*Directions for this task*
Write out all of the data again, precisely as it appears.

┏━━

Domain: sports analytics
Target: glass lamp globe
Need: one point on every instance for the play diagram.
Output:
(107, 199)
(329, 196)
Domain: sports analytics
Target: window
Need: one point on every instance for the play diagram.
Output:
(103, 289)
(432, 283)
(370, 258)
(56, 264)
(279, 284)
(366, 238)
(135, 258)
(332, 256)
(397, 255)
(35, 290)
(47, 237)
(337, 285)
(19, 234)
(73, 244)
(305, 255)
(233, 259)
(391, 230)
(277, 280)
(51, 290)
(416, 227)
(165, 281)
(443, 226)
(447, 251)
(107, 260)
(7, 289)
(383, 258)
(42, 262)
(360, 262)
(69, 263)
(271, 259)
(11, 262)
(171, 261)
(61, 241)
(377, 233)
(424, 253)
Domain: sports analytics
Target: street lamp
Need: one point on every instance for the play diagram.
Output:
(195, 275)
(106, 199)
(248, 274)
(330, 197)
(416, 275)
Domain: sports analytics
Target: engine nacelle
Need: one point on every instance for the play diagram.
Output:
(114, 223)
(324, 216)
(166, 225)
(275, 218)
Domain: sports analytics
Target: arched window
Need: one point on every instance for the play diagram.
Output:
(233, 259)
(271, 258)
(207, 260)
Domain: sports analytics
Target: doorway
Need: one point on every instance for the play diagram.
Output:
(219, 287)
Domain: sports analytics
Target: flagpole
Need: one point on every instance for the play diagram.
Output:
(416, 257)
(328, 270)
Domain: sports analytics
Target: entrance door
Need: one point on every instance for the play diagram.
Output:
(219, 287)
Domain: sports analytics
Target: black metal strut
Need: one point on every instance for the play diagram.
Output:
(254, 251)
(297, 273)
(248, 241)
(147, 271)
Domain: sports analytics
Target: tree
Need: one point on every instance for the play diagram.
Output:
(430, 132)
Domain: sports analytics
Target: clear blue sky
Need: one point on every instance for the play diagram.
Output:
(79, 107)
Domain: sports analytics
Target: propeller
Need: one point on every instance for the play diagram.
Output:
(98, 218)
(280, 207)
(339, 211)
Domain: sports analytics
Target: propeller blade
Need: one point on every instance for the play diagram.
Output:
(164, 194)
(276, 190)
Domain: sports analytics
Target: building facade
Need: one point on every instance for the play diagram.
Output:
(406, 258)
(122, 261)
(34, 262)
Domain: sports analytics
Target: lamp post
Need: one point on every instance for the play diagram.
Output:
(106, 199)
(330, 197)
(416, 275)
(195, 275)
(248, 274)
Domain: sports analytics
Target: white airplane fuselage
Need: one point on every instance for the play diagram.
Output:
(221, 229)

┗━━

*Output for this task*
Domain: sports analytics
Target: glass lamp globe
Need: one point on every instance for the play diagram.
Output:
(107, 199)
(329, 196)
Domain: sports analytics
Target: window
Need: one point on every instance for the play diagram.
Output:
(103, 289)
(432, 283)
(370, 258)
(56, 264)
(279, 284)
(366, 238)
(135, 258)
(332, 256)
(397, 255)
(35, 290)
(47, 237)
(337, 285)
(19, 234)
(73, 244)
(305, 255)
(233, 259)
(391, 230)
(277, 280)
(51, 290)
(416, 227)
(165, 281)
(443, 226)
(447, 251)
(107, 260)
(7, 289)
(383, 258)
(42, 262)
(360, 262)
(69, 263)
(271, 259)
(11, 262)
(171, 261)
(61, 241)
(377, 233)
(424, 253)
Domain: sports analytics
Target: street lamp
Need: one point on every instance for the play diagram.
Output:
(195, 275)
(106, 199)
(248, 274)
(330, 197)
(416, 275)
Domain: sports analytics
Target: engine nacelle
Need: one point on every instance for the play diagram.
Output:
(114, 223)
(324, 216)
(166, 225)
(275, 218)
Domain: sports analytics
Target: arched window
Need: one point on every instance for the play diagram.
Output:
(233, 259)
(271, 258)
(207, 260)
Domain: sports analytics
Target: doorway
Need: one point on every instance for the play diagram.
Output:
(219, 287)
Domain: sports analytics
Target: flagpole
Need: one point on every instance for the play diagram.
Output:
(416, 257)
(328, 270)
Domain: sports analytics
Target: entrance door
Need: one point on every instance for the play diagram.
Output:
(219, 287)
Domain: sports analytics
Target: black metal strut
Need: one point on every instance for the play diagram.
Output:
(254, 251)
(297, 273)
(248, 241)
(147, 271)
Domain: sports analytics
Target: tree
Need: one point on every instance for the play diagram.
Output:
(430, 132)
Domain: sports analytics
Target: clear blue sky
Need: one point on every instance for the play diagram.
Output:
(79, 107)
Domain: sports analytics
Target: propeller
Need: one point on every instance for the play diagram.
Output:
(98, 218)
(280, 207)
(339, 211)
Domain: sports analytics
Target: propeller blade
Need: one point on every instance for the play diagram.
Output:
(164, 194)
(276, 190)
Domain: sports analytics
Target: building facade
Need: one point on every instance for the play diagram.
Output:
(406, 258)
(122, 261)
(34, 262)
Domain: sports analytics
Target: lamp post
Need: one point on every instance for the play diagram.
Output:
(106, 199)
(330, 197)
(416, 275)
(195, 275)
(248, 274)
Domain: sports analytics
Target: white airplane fuselage
Need: one point on every instance for the play diagram.
Output:
(221, 229)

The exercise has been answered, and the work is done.